Some records:
----------
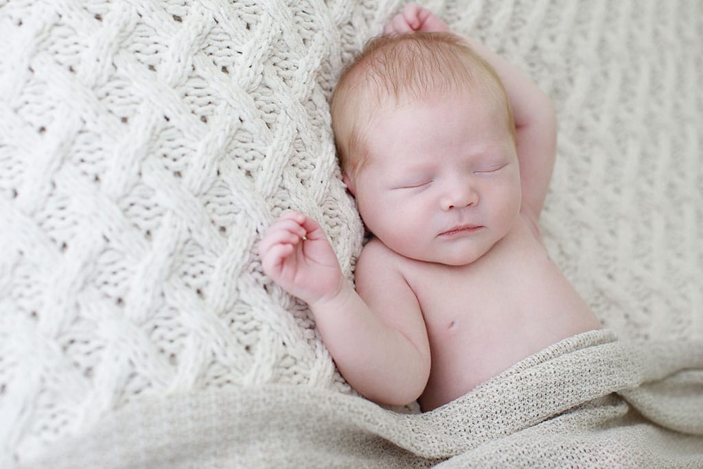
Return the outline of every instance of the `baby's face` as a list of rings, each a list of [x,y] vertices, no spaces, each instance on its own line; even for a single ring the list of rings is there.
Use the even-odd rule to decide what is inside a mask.
[[[385,108],[368,165],[346,181],[368,229],[394,251],[464,265],[513,226],[520,169],[504,105],[443,97]]]

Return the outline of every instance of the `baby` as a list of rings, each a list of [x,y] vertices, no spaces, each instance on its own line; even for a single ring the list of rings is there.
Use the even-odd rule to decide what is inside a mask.
[[[407,5],[335,90],[344,181],[373,235],[356,291],[304,214],[283,215],[259,245],[264,271],[307,302],[349,384],[424,411],[600,327],[538,230],[555,152],[551,102],[447,30]]]

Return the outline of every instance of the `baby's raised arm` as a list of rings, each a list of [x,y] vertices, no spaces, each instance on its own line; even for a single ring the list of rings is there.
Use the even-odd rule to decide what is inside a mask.
[[[416,399],[430,375],[430,345],[417,299],[383,251],[367,245],[356,265],[364,302],[342,275],[320,225],[283,215],[259,245],[266,274],[307,302],[325,345],[352,386],[376,402]]]
[[[446,24],[429,10],[408,4],[384,32],[441,32]],[[470,37],[469,45],[496,70],[512,109],[522,188],[522,212],[536,225],[544,205],[556,152],[556,120],[551,100],[527,75]]]

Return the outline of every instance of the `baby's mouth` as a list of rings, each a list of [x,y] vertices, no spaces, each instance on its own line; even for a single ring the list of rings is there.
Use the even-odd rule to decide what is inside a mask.
[[[462,235],[467,235],[471,234],[472,233],[475,233],[482,228],[483,226],[481,225],[460,225],[458,226],[454,226],[451,229],[449,229],[446,231],[442,231],[438,234],[437,236],[460,236]]]

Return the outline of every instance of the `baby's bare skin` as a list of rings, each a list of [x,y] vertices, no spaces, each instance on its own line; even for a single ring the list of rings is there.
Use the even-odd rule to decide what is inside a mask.
[[[464,266],[399,256],[378,240],[381,269],[397,269],[415,293],[430,345],[424,411],[452,401],[562,339],[600,327],[520,217],[505,238]],[[381,272],[379,272],[380,274]]]
[[[446,30],[413,4],[385,28]],[[475,84],[374,101],[370,115],[357,116],[368,156],[358,171],[343,168],[343,178],[374,238],[357,262],[356,290],[309,217],[284,214],[259,245],[264,271],[308,303],[342,374],[379,403],[418,399],[435,409],[600,327],[537,229],[555,151],[551,103],[504,60],[471,46],[505,98],[496,85]]]

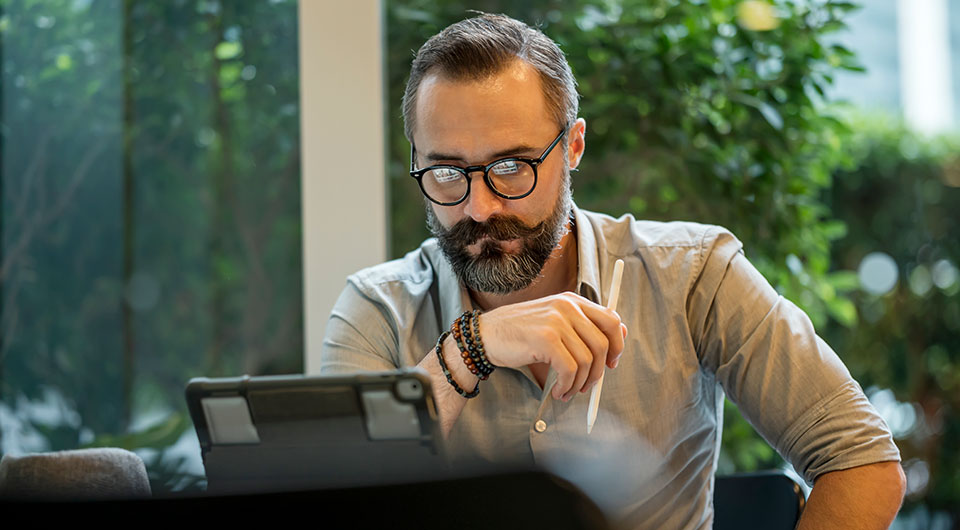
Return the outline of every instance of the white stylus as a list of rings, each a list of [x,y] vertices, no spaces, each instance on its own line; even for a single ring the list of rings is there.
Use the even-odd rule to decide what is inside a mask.
[[[620,298],[620,280],[623,279],[623,260],[618,259],[613,264],[613,281],[610,282],[610,294],[607,295],[607,309],[617,310],[617,299]],[[590,409],[587,410],[587,434],[593,430],[593,424],[597,421],[597,409],[600,407],[600,391],[603,389],[603,374],[607,367],[604,365],[603,372],[600,373],[600,379],[590,391]]]

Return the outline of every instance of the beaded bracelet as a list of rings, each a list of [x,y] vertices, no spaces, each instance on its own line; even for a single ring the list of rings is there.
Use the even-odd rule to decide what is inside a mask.
[[[480,358],[480,370],[486,373],[488,376],[493,373],[493,370],[496,368],[494,365],[490,364],[490,361],[487,360],[487,352],[483,349],[483,341],[480,340],[480,311],[474,310],[473,312],[473,338],[476,341],[477,356]],[[470,343],[467,344],[469,346]],[[486,378],[484,378],[486,379]]]
[[[473,327],[470,326],[470,320],[473,320]],[[471,368],[471,373],[486,380],[493,373],[494,366],[487,361],[486,352],[483,351],[483,343],[480,341],[480,311],[474,309],[465,311],[460,318],[454,322],[454,328],[463,333],[463,339],[467,343],[466,349],[461,347],[461,357],[464,357],[464,363]],[[460,343],[457,343],[460,347]],[[467,362],[469,358],[469,362]],[[475,370],[474,370],[475,369]]]
[[[440,338],[437,339],[436,352],[437,352],[437,360],[440,362],[440,369],[443,370],[443,375],[444,377],[447,378],[447,382],[450,383],[450,386],[452,386],[453,389],[456,390],[458,394],[460,394],[461,396],[467,399],[475,398],[480,394],[480,381],[477,381],[477,387],[473,389],[473,392],[464,391],[462,388],[460,388],[460,385],[458,385],[457,382],[453,380],[453,375],[450,374],[450,370],[447,368],[447,363],[446,361],[443,360],[443,341],[446,340],[447,336],[449,335],[450,335],[449,331],[444,331],[443,333],[440,334]]]

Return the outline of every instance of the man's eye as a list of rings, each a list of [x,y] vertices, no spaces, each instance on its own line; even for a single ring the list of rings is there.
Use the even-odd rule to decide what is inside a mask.
[[[506,162],[500,162],[499,164],[493,166],[493,168],[491,168],[490,170],[493,171],[494,175],[498,175],[501,177],[516,175],[517,163],[512,160],[508,160]]]
[[[430,173],[433,174],[433,180],[437,181],[440,184],[453,182],[454,180],[457,180],[458,178],[460,178],[459,171],[455,169],[445,168],[445,167],[434,169]]]

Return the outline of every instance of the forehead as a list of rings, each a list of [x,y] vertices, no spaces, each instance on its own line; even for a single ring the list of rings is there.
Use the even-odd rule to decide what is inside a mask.
[[[482,158],[485,152],[518,143],[537,145],[556,134],[539,73],[521,60],[480,80],[428,74],[417,91],[416,115],[418,152]]]

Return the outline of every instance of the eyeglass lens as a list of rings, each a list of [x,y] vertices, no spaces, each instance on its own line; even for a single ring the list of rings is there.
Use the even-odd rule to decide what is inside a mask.
[[[522,160],[504,160],[491,166],[490,183],[501,195],[519,197],[533,189],[536,175],[533,166]],[[423,189],[435,201],[454,202],[467,194],[469,180],[463,170],[438,167],[423,174]]]

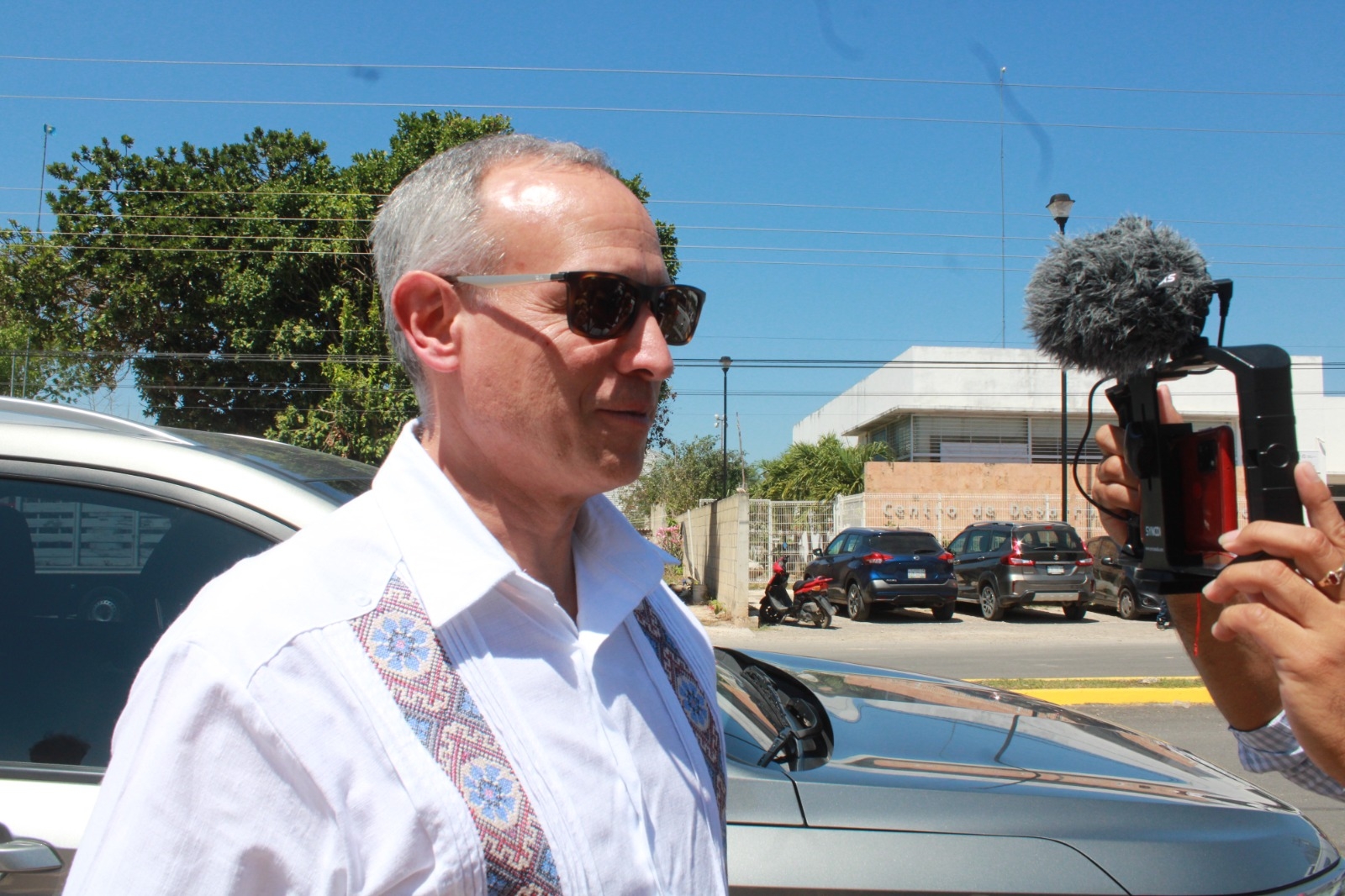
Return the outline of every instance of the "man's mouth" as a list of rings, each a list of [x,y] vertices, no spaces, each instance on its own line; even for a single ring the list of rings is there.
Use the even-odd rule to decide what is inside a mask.
[[[654,412],[652,410],[644,410],[644,409],[640,409],[640,408],[600,408],[599,410],[601,410],[603,413],[607,413],[607,414],[615,414],[617,417],[623,417],[623,418],[629,420],[632,422],[647,424],[651,420],[654,420]]]

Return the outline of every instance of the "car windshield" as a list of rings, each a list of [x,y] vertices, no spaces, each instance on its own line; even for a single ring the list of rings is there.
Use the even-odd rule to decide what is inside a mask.
[[[885,554],[937,554],[943,552],[939,541],[924,531],[888,531],[874,535],[869,546]]]
[[[369,491],[374,484],[374,474],[378,472],[378,467],[358,460],[266,439],[192,429],[172,429],[172,432],[254,467],[284,474],[285,478],[300,482],[311,491],[342,505]]]

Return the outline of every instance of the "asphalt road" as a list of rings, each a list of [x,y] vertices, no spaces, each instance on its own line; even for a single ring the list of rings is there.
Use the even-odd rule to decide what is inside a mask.
[[[928,611],[874,613],[869,622],[837,618],[833,628],[791,623],[761,630],[712,626],[726,647],[779,650],[948,678],[1091,678],[1099,675],[1194,675],[1177,635],[1151,619],[1126,622],[1089,611],[1069,622],[1060,609],[1020,609],[986,622],[972,604],[952,620]]]
[[[843,662],[904,669],[948,678],[1080,678],[1099,675],[1194,675],[1177,635],[1153,620],[1126,622],[1089,611],[1068,622],[1059,609],[1018,611],[1001,623],[972,613],[970,604],[952,622],[933,622],[925,611],[881,613],[873,622],[839,618],[834,628],[792,623],[752,630],[709,626],[718,646],[768,650]],[[1332,842],[1345,848],[1345,803],[1291,784],[1279,775],[1251,775],[1237,761],[1237,747],[1223,717],[1209,705],[1077,706],[1076,709],[1181,747],[1297,806]]]

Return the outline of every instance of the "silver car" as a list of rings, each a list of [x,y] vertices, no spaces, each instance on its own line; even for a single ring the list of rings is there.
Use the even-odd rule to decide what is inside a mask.
[[[0,896],[59,892],[140,662],[373,468],[0,398]],[[1007,692],[718,651],[734,893],[1337,893],[1293,807]],[[202,819],[208,825],[208,819]]]

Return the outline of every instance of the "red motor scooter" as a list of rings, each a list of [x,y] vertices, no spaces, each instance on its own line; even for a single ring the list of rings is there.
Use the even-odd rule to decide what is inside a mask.
[[[771,573],[771,581],[765,584],[765,596],[761,597],[761,604],[757,607],[757,618],[763,623],[773,626],[794,618],[804,626],[812,623],[818,628],[831,627],[831,619],[837,615],[831,601],[827,600],[827,585],[831,584],[831,578],[827,576],[814,576],[807,581],[800,578],[794,583],[794,599],[791,600],[790,592],[784,588],[784,580],[788,574],[784,557],[775,561]]]

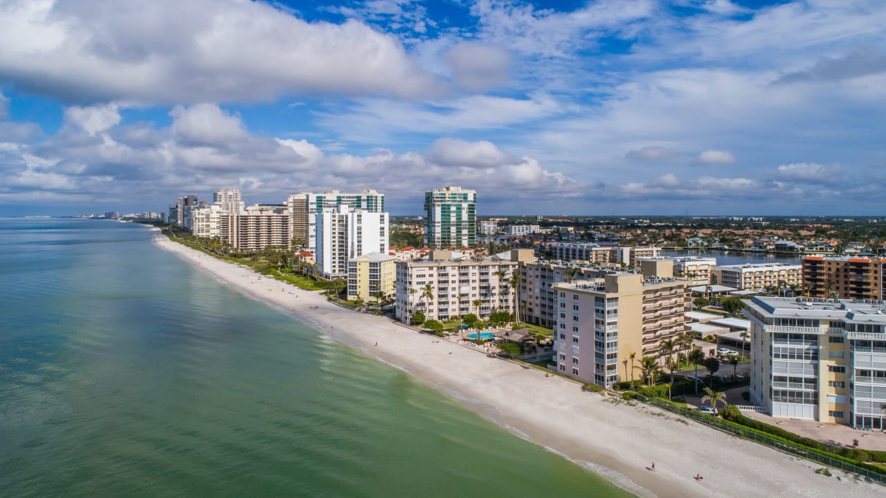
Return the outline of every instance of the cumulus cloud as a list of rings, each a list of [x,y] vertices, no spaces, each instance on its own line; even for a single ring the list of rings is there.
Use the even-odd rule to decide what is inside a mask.
[[[0,9],[0,79],[72,103],[446,91],[394,36],[263,2],[17,2]]]
[[[696,164],[734,164],[735,156],[728,151],[704,151],[696,158]]]
[[[463,42],[445,56],[452,66],[453,82],[470,91],[484,91],[508,81],[511,55],[501,47]]]
[[[625,154],[625,158],[631,160],[663,160],[673,159],[679,155],[679,152],[670,147],[649,145],[642,149],[630,151]]]
[[[809,183],[836,183],[840,180],[839,164],[797,162],[778,167],[778,177],[782,180]]]
[[[465,167],[493,167],[510,160],[491,142],[466,142],[455,138],[440,138],[434,142],[431,158],[444,166]]]

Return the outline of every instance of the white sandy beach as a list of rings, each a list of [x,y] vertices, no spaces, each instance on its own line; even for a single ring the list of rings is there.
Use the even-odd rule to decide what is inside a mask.
[[[412,373],[512,432],[588,464],[641,496],[886,496],[886,487],[853,475],[834,469],[833,477],[815,474],[823,465],[657,409],[611,402],[614,398],[583,393],[559,377],[437,341],[385,317],[343,309],[318,292],[260,279],[246,268],[159,232],[154,243],[229,287]],[[649,469],[652,462],[655,472]],[[703,479],[696,482],[696,474]],[[551,482],[551,492],[556,494],[556,482]]]

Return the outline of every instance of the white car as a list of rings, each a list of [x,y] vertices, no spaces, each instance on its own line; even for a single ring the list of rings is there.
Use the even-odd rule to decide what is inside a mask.
[[[708,415],[712,415],[714,416],[717,416],[718,415],[719,415],[719,413],[717,411],[717,409],[715,409],[713,407],[700,406],[700,407],[698,407],[698,411],[701,412],[701,413],[706,413]]]

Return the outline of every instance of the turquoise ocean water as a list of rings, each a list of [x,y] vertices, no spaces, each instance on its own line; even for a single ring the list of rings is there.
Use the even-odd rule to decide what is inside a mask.
[[[150,240],[0,220],[0,496],[628,495]]]

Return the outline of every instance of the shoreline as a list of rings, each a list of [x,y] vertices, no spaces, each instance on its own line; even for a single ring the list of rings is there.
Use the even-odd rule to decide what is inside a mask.
[[[882,486],[641,403],[420,334],[389,318],[342,308],[168,239],[152,243],[361,352],[409,373],[514,435],[640,496],[872,496]],[[656,471],[649,470],[656,463]],[[704,479],[696,481],[701,474]],[[840,480],[837,480],[837,477]],[[556,483],[552,481],[552,489]]]

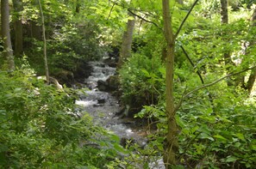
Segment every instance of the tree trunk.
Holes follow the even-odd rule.
[[[228,24],[228,0],[221,0],[221,8],[222,8],[221,22],[222,25],[227,25]],[[223,57],[224,57],[226,71],[228,74],[230,74],[231,73],[230,66],[233,64],[232,64],[232,60],[231,60],[229,51],[224,51]],[[227,84],[228,86],[233,86],[232,80],[228,78]]]
[[[129,15],[134,17],[131,13],[129,13]],[[134,25],[134,18],[133,20],[128,20],[127,22],[127,30],[123,33],[120,57],[117,63],[118,69],[120,69],[127,58],[131,56]]]
[[[253,15],[252,17],[252,27],[256,27],[256,9],[254,9],[253,10]],[[255,41],[251,41],[250,42],[250,45],[255,45]],[[247,88],[249,92],[249,94],[251,94],[254,82],[255,82],[255,79],[256,79],[256,68],[254,68],[253,69],[252,69],[248,81],[247,81]]]
[[[16,13],[15,18],[15,50],[14,54],[20,56],[23,51],[22,22],[20,12],[22,11],[22,0],[13,0],[13,6]]]
[[[34,21],[31,21],[30,24],[31,24],[31,37],[38,40],[42,40],[41,27],[36,25],[37,23]]]
[[[9,69],[15,69],[15,62],[9,34],[9,1],[1,1],[2,39],[3,41],[3,56],[8,61]]]
[[[165,167],[176,165],[176,154],[178,151],[178,127],[175,119],[173,98],[174,48],[175,38],[172,32],[169,0],[162,0],[165,38],[166,40],[166,117],[168,133],[164,154]]]
[[[43,14],[41,4],[41,0],[38,0],[38,4],[39,4],[40,14],[41,14],[41,23],[42,23],[42,36],[43,36],[43,41],[44,41],[43,51],[44,51],[45,71],[46,71],[46,76],[47,76],[47,83],[49,83],[50,77],[49,77],[49,69],[48,69],[48,63],[47,63],[45,18],[44,18],[44,14]]]
[[[77,3],[76,3],[76,9],[75,9],[75,15],[80,13],[80,7],[81,7],[81,2],[80,2],[80,0],[77,0]]]
[[[178,2],[179,4],[184,4],[184,1],[183,1],[183,0],[177,0],[177,2]]]

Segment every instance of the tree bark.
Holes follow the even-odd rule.
[[[175,119],[174,98],[173,98],[173,74],[174,74],[174,47],[175,38],[172,32],[170,15],[169,0],[162,0],[164,31],[166,41],[166,117],[168,132],[166,135],[166,147],[164,161],[166,168],[176,165],[176,154],[178,151],[178,127]]]
[[[222,8],[221,22],[222,25],[227,25],[228,24],[228,0],[221,0],[221,8]],[[232,64],[230,53],[228,51],[224,51],[223,57],[224,57],[224,63],[225,63],[227,74],[230,74],[231,73],[230,66],[233,64]],[[228,79],[227,84],[228,86],[233,86],[233,82],[231,79]]]
[[[9,69],[15,69],[15,62],[9,34],[9,0],[1,1],[1,30],[3,42],[3,56],[7,59]]]
[[[45,28],[45,17],[41,8],[41,0],[38,0],[39,9],[40,9],[40,14],[41,17],[41,23],[42,23],[42,36],[43,36],[43,41],[44,41],[44,63],[45,63],[45,71],[46,71],[46,76],[47,83],[50,81],[49,77],[49,69],[48,69],[48,63],[47,63],[47,38],[46,38],[46,28]]]
[[[13,0],[13,6],[16,13],[15,21],[15,50],[14,54],[20,56],[23,51],[23,31],[20,12],[22,11],[22,0]]]
[[[128,12],[128,14],[130,16],[134,17],[134,19],[128,21],[127,30],[123,33],[122,42],[120,50],[120,57],[117,63],[118,69],[120,69],[123,63],[127,60],[127,58],[131,56],[135,18],[130,12]]]
[[[254,28],[256,27],[256,9],[254,9],[253,10],[253,17],[252,17],[252,27]],[[251,41],[250,42],[250,45],[255,45],[255,41]],[[247,88],[249,92],[249,94],[251,94],[254,82],[255,82],[255,79],[256,79],[256,68],[253,69],[247,81]]]
[[[178,2],[179,4],[184,4],[184,1],[183,1],[183,0],[177,0],[177,2]]]

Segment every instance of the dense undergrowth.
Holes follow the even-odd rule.
[[[0,72],[0,168],[105,168],[119,138],[76,116],[72,89],[56,89],[31,69]]]

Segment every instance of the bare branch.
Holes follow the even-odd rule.
[[[254,68],[256,68],[256,66],[253,66],[253,67],[251,67],[251,68],[243,69],[243,70],[239,71],[239,72],[236,72],[236,73],[229,74],[229,75],[225,75],[225,76],[220,78],[220,79],[218,79],[218,80],[216,80],[216,81],[213,81],[213,82],[211,82],[211,83],[208,83],[208,84],[203,85],[203,86],[201,86],[201,87],[198,87],[198,88],[197,88],[191,90],[191,91],[189,92],[188,94],[186,94],[183,99],[184,100],[185,98],[187,98],[187,97],[188,97],[189,95],[190,95],[191,94],[193,94],[193,93],[195,93],[195,92],[197,92],[197,91],[198,91],[198,90],[201,90],[201,89],[203,89],[203,88],[208,88],[208,87],[213,86],[213,85],[216,84],[217,82],[219,82],[219,81],[222,81],[222,80],[224,80],[224,79],[226,79],[226,78],[228,78],[228,77],[234,76],[234,75],[239,75],[239,74],[241,74],[241,73],[243,73],[243,72],[248,71],[248,70],[253,69],[254,69]]]
[[[175,34],[175,38],[178,35],[179,32],[181,31],[184,22],[186,21],[186,20],[188,19],[188,17],[190,16],[191,11],[193,10],[194,7],[196,6],[196,4],[198,3],[199,0],[196,0],[195,3],[193,3],[193,5],[191,6],[191,8],[190,9],[189,12],[187,13],[186,16],[184,18],[184,20],[182,21],[176,34]]]
[[[134,16],[137,16],[138,18],[141,19],[142,21],[146,21],[146,22],[147,22],[147,23],[152,23],[152,24],[153,24],[154,26],[156,26],[158,28],[161,29],[161,28],[159,27],[159,26],[158,26],[158,24],[156,24],[156,23],[153,22],[153,21],[146,20],[146,19],[143,18],[142,16],[140,16],[140,15],[135,14],[134,12],[133,12],[130,9],[128,9],[128,11],[129,11],[129,12],[130,12],[132,15],[134,15]]]
[[[190,64],[193,66],[193,68],[195,68],[194,63],[190,59],[190,56],[188,55],[188,53],[186,52],[186,51],[184,50],[184,48],[183,47],[183,45],[180,45],[180,47],[181,47],[184,54],[186,56],[187,59],[190,61]],[[198,75],[198,76],[199,76],[199,78],[201,80],[202,84],[204,84],[203,79],[203,77],[202,77],[202,75],[201,75],[201,74],[200,74],[200,72],[199,72],[198,69],[197,70],[197,74]]]
[[[114,7],[115,7],[115,5],[116,5],[116,3],[113,3],[113,5],[112,5],[112,7],[111,7],[111,9],[110,9],[110,11],[109,11],[109,16],[108,16],[107,20],[109,19],[110,15],[111,15],[111,13],[112,13],[112,11],[113,11],[113,9],[114,9]]]

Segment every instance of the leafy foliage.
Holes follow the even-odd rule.
[[[72,89],[22,69],[0,77],[1,168],[99,168],[122,150],[85,112],[76,116]]]

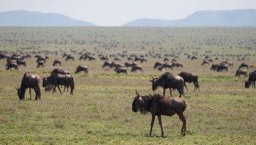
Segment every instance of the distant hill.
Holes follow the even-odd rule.
[[[27,11],[0,12],[0,26],[96,26],[58,13]]]
[[[197,11],[182,20],[138,19],[123,26],[256,26],[256,10]]]

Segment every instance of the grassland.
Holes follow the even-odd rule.
[[[250,53],[244,62],[255,65],[255,27],[1,27],[1,50],[57,50],[60,55],[47,55],[50,59],[44,69],[36,68],[35,58],[26,59],[27,67],[12,72],[6,71],[6,60],[0,60],[0,144],[254,144],[256,90],[244,88],[247,78],[234,76],[241,62],[225,55]],[[136,88],[141,95],[155,93],[149,80],[151,76],[163,73],[153,66],[163,59],[148,58],[147,63],[139,63],[143,72],[129,71],[124,75],[116,74],[113,70],[104,72],[101,68],[104,62],[99,58],[96,61],[78,60],[79,55],[76,54],[75,61],[66,62],[60,55],[84,48],[96,55],[124,50],[129,54],[145,54],[154,50],[163,57],[170,52],[181,52],[178,62],[184,68],[166,71],[194,72],[199,76],[200,86],[200,92],[193,92],[193,85],[187,84],[188,91],[185,91],[188,135],[182,137],[182,122],[175,115],[162,117],[163,137],[160,137],[156,120],[153,137],[150,137],[151,115],[132,111]],[[202,66],[203,55],[210,50],[209,55],[216,54],[220,60],[222,57],[218,54],[224,54],[223,58],[234,62],[234,67],[229,67],[228,72],[217,72],[211,71],[211,66]],[[198,52],[198,60],[191,61],[184,55],[193,52]],[[49,75],[54,68],[54,59],[61,60],[63,65],[59,67],[73,75],[74,95],[65,92],[61,95],[58,92],[52,95],[45,92],[41,84],[41,100],[31,101],[27,93],[25,100],[20,100],[15,87],[20,85],[23,74],[29,71],[41,78]],[[121,58],[120,63],[127,61]],[[75,74],[79,65],[87,66],[89,73]],[[166,94],[170,97],[169,91]],[[177,91],[173,94],[179,95]],[[35,99],[34,92],[32,96]]]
----------
What is required: Gather every line from the material above that contains the string "bare". Case counts.

Final result:
Return the outline of every instance of the `baby's bare skin` as a list of rings, each a list of [x,y] vertices, no spaces, each instance on its own line; even for a single ring the list of rings is there.
Segment every instance of the bare branch.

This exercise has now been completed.